- _Exercise prompt_
Work out how many lines of the material contain the string "bare"; the answer is that number only.

──────── Exercise data ────────

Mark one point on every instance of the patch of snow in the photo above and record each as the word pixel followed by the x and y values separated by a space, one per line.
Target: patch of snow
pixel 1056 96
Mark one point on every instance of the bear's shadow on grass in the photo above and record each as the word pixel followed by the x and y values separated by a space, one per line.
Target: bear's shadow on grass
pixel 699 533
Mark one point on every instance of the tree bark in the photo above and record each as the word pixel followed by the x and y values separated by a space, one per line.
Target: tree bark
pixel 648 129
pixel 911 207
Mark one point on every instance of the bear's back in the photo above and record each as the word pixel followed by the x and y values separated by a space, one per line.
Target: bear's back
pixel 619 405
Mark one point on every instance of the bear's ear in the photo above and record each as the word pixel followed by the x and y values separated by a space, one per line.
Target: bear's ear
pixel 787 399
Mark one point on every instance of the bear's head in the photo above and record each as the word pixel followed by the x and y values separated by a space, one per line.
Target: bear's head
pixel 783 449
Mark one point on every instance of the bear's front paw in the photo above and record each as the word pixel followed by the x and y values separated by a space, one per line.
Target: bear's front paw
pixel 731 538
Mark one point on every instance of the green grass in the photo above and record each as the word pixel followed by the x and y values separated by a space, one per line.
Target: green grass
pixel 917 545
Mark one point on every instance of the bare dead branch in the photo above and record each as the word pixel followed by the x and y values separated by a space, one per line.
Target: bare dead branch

────────
──────── Exercise data ────────

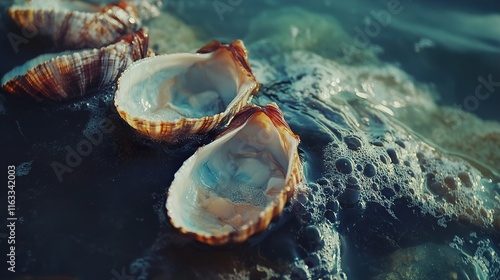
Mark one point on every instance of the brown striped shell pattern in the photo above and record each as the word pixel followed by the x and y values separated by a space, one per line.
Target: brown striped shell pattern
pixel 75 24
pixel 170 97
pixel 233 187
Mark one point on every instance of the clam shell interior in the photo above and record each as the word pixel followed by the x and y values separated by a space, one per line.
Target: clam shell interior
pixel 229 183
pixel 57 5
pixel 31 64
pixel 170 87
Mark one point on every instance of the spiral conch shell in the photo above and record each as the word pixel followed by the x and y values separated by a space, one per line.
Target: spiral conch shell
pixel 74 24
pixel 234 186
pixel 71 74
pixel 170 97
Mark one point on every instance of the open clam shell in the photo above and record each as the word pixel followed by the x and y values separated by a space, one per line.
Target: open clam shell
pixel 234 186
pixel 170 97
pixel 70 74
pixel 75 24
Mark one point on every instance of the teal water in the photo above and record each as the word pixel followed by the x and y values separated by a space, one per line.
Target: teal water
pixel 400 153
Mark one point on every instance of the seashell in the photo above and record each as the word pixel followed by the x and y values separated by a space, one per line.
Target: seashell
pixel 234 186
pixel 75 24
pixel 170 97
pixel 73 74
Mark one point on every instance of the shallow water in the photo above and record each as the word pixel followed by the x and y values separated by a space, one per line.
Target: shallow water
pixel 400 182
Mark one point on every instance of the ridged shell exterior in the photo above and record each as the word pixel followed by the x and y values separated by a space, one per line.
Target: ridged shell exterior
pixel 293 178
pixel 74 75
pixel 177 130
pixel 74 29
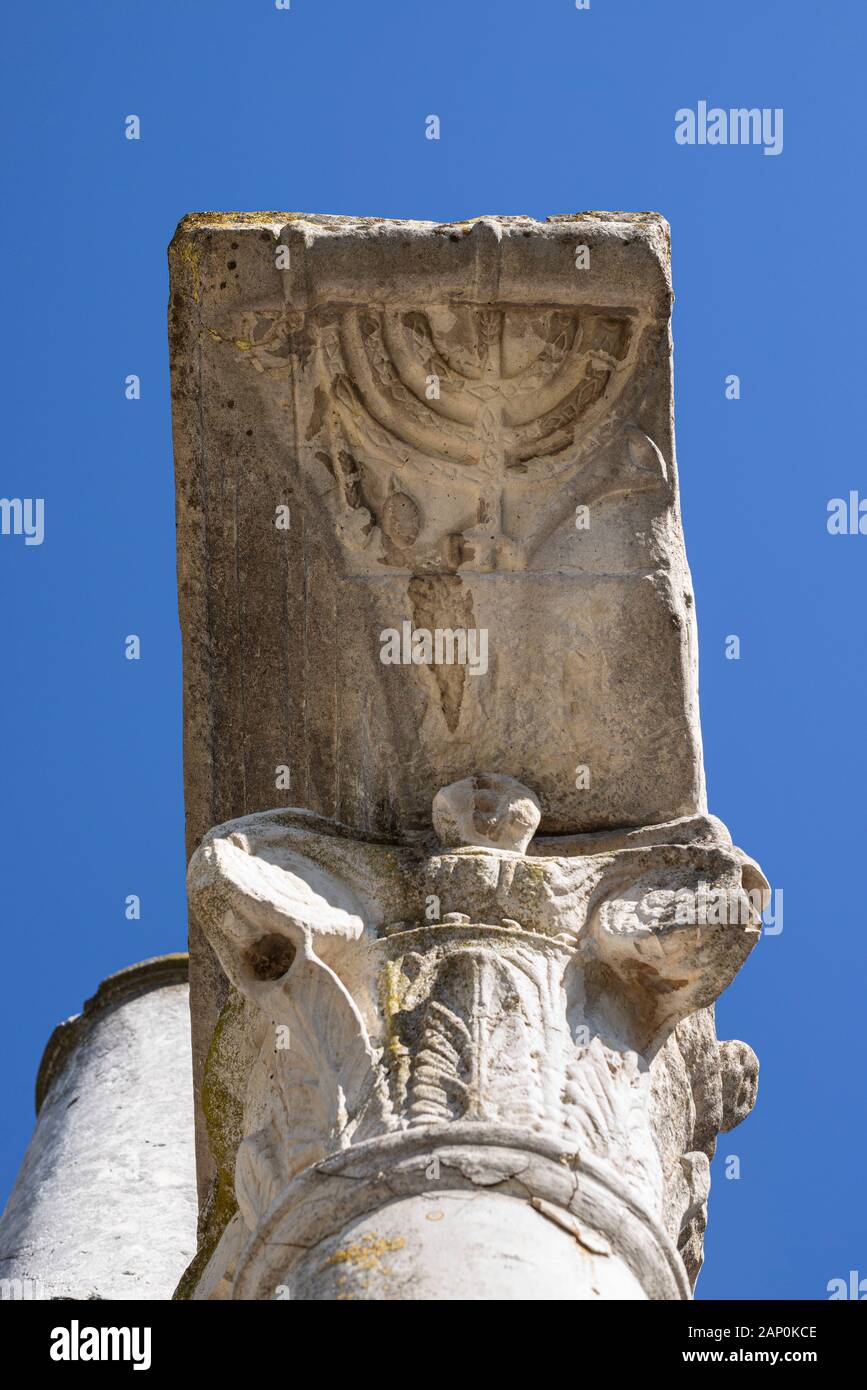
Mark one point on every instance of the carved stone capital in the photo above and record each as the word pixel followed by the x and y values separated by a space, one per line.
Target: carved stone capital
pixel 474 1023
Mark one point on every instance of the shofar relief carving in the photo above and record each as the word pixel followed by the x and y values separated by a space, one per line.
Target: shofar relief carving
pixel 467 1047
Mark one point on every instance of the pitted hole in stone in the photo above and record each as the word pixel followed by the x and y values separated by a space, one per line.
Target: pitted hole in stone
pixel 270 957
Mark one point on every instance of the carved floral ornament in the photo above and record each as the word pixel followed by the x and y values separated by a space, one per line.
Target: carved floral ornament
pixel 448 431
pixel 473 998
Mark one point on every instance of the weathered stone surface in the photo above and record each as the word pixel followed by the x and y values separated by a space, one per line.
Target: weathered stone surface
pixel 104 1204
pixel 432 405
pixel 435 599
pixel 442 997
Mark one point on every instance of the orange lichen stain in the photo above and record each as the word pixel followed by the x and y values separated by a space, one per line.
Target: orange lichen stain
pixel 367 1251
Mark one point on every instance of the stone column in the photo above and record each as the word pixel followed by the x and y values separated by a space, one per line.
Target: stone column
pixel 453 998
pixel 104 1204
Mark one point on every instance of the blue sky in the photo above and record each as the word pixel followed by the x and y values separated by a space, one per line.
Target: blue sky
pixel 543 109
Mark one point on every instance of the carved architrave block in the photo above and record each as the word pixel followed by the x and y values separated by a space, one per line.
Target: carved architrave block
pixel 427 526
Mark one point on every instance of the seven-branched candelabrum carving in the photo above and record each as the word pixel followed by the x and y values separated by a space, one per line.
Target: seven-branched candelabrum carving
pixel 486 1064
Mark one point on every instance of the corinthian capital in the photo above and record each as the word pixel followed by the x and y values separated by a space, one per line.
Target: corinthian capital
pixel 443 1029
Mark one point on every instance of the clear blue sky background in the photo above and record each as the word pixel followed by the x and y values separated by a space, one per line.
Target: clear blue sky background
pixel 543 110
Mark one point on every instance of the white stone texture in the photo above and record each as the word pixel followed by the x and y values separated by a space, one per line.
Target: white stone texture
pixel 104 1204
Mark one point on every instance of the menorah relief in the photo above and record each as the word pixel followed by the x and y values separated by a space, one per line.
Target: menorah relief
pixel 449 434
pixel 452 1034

────────

- _Output_
2